● Problem set
• A. Answer these questions from the SQR load-lookup excerpt, one per line:
(i) What happens to a PS_JOB row when there is no matching row in PS_JOBCODE_TBL?
(ii) Which table could be used instead of PS_PERSONAL_DATA if former employees are not needed?
(iii) Which character is used to split the value returned by the emp_to_name lookup?
• B. Reproduce the part of the SQR load-lookup excerpt starting at "There are risks" and ending at "Here’s an example.".

There are risks to this approach.  If there is no matching row in PS_JOBCODE_TBL, the join will discard the corresponding PS_JOB row.  If the where clause is too complex (too many tables or too many conditions), the database’s query optimizer will abandon the indexes and slowly inspect every row of the tables.  Both risks are eliminated when we use the load-lookup command.

3. Map A Key Field To An Array

Arrays are much more useful when it’s easy to find the data we’ve put in them.  Load-lookup can replace a binary search by mapping a meaningful value (EMPLID, ACCT_CD, CUSTOMER_NBR) to an array index.  Here’s an example.

load-lookup
  name=emp_map
  table='(select EMPLID, ROWNUM from PS_PERSONAL_DATA order by EMPLID)'
  key=EMPLID
  return_value=ROWNUM
  rows={num_emps}

ROWNUM is an Oracle DBMS keyword that returns a series of natural numbers (1, 2, 3, etc.).  The syntax would be different for other DBMS.  Note that PS_PERSONAL_DATA is a table in Peoplesoft Human Resources that contains exactly one row for anybody who was ever an employee.  If we don’t need former employees, we could use PS_EMPLOYEES.  Here’s how we use the lookup object.

begin-select
A.EMPLID
A.NAME
  lookup emp_map &A.EMPLID $emp_num
  if $emp_num <> ''
    move $emp_num to #emp_num
    let employee.name(#emp_num) = &A.NAME
  end-if
 from PS_NAMES A

end-select

4. Map Multiple Key Fields To An Array In Order

It’s best to check the results of the SQL that defines the table in the load-lookup.  The ROWNUM may not be in order.  The order of the array doesn’t matter if we always use lookup to access it.  But if we want to read every element of the array in order of the key, the ROWNUM should be in order.

Here’s an example that combines two operations, retrieving an array index and the employee’s name.

load-lookup
  name=emp_to_name
  table='(select EMPLID, NAME, ROWNUM from (select EMPLID, NAME from PS_PERSONAL_DATA order by NAME))'
  key=EMPLID
  return_value='ROWNUM || ''@'' || NAME'
  rows={num_emps}

begin-select
J.EMPLID
  lookup emp_to_name &J.EMPLID $emp_data
  if $emp_data <> ''
    unstring $emp_data by '@' into $emp_num $name
    move $emp_num to #emp_num
    let employee.name(#emp_num) = $name
  end-if
 from PS_JOB J

end-select

Here’s an example of using a lookup object as an array.

load-lookup
  name=num_to_emp
  table='(select EMPLID, NAME, ROWNUM from (select EMPLID, NAME from PS_PERSONAL_DATA order by NAME))'
  key=ROWNUM
  return_value='EMPLID || ''@'' || NAME'
  rows={num_emps}

move 1 to #emp_num
while #emp_num <= {num_emps}
  move #emp_num to $emp_num edit 999999
  lookup num_to_emp $emp_num $personal_data
  unstring $personal_data by '@' into $emplid $name
  let $msg = 'Employee #' || $emp_num || ' has ID ' || $emplid || ' and is named ' || $name
  print $msg (+1,1)
  add 1 to #emp_num
end-while

5. Step Through Two Tables In Parallel

It’s easy to read a table in SQR, one row at a time.  It’s easy to start reading a table, and at some point in the middle, call a procedure to read all of another table.  Is there any way to read the first row of table #1, then the first row of table #2, then the second row of table #1, then the second row of table #2, and so on?

● Data extract
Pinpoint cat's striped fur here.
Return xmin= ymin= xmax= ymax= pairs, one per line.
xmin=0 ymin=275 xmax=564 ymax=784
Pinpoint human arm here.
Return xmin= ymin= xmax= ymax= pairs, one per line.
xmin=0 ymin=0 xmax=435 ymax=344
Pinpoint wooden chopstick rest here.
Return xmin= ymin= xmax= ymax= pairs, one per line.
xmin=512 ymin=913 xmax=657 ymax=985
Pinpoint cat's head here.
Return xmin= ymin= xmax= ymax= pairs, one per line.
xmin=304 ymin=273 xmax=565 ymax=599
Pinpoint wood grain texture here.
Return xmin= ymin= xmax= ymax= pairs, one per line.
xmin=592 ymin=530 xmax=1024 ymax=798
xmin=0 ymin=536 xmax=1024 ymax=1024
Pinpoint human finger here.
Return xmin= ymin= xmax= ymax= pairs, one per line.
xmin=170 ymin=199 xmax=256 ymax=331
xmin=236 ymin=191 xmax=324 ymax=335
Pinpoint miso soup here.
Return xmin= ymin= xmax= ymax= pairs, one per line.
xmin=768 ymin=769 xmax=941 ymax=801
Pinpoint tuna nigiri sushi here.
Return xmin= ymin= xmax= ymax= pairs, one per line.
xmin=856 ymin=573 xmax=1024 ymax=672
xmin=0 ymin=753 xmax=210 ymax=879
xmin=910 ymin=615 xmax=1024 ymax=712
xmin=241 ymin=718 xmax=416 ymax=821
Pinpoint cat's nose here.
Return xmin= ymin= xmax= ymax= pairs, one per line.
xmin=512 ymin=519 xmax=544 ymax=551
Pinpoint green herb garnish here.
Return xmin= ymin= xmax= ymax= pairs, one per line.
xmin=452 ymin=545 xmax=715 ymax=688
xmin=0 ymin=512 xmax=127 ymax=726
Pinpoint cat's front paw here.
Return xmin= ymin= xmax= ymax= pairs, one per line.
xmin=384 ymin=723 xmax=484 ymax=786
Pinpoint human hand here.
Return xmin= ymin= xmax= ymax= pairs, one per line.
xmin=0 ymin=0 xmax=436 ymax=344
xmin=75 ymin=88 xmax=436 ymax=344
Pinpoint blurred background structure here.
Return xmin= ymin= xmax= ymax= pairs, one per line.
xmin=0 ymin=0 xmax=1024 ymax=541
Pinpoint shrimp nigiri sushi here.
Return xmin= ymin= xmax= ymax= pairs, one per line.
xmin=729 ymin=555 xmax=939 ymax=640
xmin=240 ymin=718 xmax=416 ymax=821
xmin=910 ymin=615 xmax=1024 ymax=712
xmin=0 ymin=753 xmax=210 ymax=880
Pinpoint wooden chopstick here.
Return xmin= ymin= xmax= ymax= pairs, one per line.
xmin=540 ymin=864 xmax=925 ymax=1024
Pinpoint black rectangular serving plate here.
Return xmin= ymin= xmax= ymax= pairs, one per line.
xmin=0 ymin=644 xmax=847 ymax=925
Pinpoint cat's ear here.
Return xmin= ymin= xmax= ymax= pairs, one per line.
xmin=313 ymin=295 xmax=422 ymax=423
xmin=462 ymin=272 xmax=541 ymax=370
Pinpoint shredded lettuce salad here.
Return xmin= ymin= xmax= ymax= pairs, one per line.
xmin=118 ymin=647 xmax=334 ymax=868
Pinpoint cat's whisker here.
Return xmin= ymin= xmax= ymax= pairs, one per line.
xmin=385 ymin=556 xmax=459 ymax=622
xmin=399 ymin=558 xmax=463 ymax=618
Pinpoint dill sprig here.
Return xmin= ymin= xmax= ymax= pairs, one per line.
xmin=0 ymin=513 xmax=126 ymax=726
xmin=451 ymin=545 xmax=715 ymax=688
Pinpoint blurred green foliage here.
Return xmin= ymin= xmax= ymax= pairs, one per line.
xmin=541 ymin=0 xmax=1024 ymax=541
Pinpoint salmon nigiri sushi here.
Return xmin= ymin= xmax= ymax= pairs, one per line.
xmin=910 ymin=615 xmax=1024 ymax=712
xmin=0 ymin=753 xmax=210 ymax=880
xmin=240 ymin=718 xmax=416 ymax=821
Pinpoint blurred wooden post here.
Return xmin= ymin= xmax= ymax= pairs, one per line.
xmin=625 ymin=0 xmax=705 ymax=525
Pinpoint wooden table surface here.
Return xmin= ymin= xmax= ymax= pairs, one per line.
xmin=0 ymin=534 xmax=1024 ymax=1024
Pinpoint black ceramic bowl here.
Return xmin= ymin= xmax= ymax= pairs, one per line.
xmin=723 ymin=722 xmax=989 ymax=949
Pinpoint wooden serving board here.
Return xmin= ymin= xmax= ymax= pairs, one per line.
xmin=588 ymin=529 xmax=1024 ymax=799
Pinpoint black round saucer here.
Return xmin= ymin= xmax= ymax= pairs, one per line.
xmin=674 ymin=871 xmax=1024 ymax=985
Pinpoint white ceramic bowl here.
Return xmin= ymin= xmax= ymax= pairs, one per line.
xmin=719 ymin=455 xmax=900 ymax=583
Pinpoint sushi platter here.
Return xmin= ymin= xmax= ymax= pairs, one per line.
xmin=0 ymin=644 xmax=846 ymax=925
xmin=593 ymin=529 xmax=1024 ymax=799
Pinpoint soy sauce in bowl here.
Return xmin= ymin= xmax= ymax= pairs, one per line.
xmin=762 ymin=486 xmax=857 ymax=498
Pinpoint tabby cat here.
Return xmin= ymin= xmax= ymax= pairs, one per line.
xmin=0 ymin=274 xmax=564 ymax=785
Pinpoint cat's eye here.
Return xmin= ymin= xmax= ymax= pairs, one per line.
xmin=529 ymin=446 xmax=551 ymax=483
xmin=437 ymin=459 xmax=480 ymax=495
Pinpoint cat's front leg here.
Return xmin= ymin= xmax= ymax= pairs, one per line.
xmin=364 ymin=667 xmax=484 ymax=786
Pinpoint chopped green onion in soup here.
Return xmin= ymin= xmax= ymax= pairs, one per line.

● Solution set
• A.
(i) The join discards the corresponding PS_JOB row.
(ii) PS_EMPLOYEES
(iii) '@'

• B.
There are risks to this approach.  If there is no matching row in PS_JOBCODE_TBL, the join will discard the corresponding PS_JOB row.  If the where clause is too complex (too many tables or too many conditions), the database’s query optimizer will abandon the indexes and slowly inspect every row of the tables.  Both risks are eliminated when we use the load-lookup command.

3. Map A Key Field To An Array

Arrays are much more useful when it’s easy to find the data we’ve put in them.  Load-lookup can replace a binary search by mapping a meaningful value (EMPLID, ACCT_CD, CUSTOMER_NBR) to an array index.  Here’s an example.